What to work on. Output each entry that follows exactly. Images stay out.

Region pointing data.
* * *

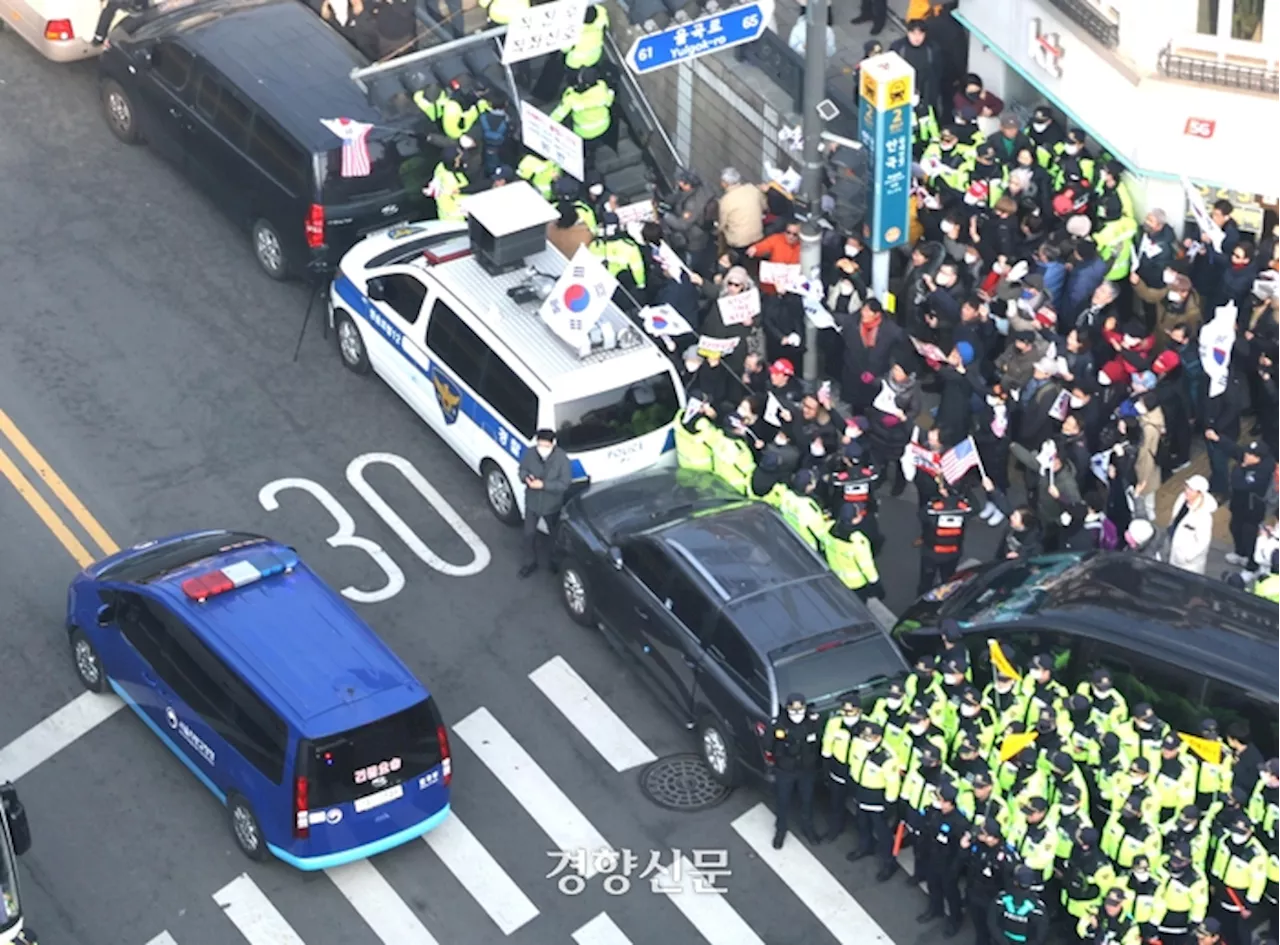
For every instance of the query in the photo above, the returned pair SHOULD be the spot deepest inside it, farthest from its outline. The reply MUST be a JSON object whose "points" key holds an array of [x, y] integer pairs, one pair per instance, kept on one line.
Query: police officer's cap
{"points": [[1036, 806]]}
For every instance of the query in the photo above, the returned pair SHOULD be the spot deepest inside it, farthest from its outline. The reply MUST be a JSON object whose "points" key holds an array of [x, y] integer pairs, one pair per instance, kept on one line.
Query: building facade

* * *

Answer.
For every instance of the query in the photo above, the returned pair SHOULD be the spot deepest inside it, farthest from its outline. The reply MUST be a JSON object whose "points" key holds an array of [x, y] integer pairs, one pair per instance, kept on one line.
Query: police officer's cap
{"points": [[1036, 806]]}
For every instance of the query in the photo above, the returned pair SHOULD be the spot deepest inside it, farthest from its outline. The reply MUST be a JSON object whose "points" key holds an array of [x, y] integer pairs, one pair per instance, kept on one line.
Query: building facade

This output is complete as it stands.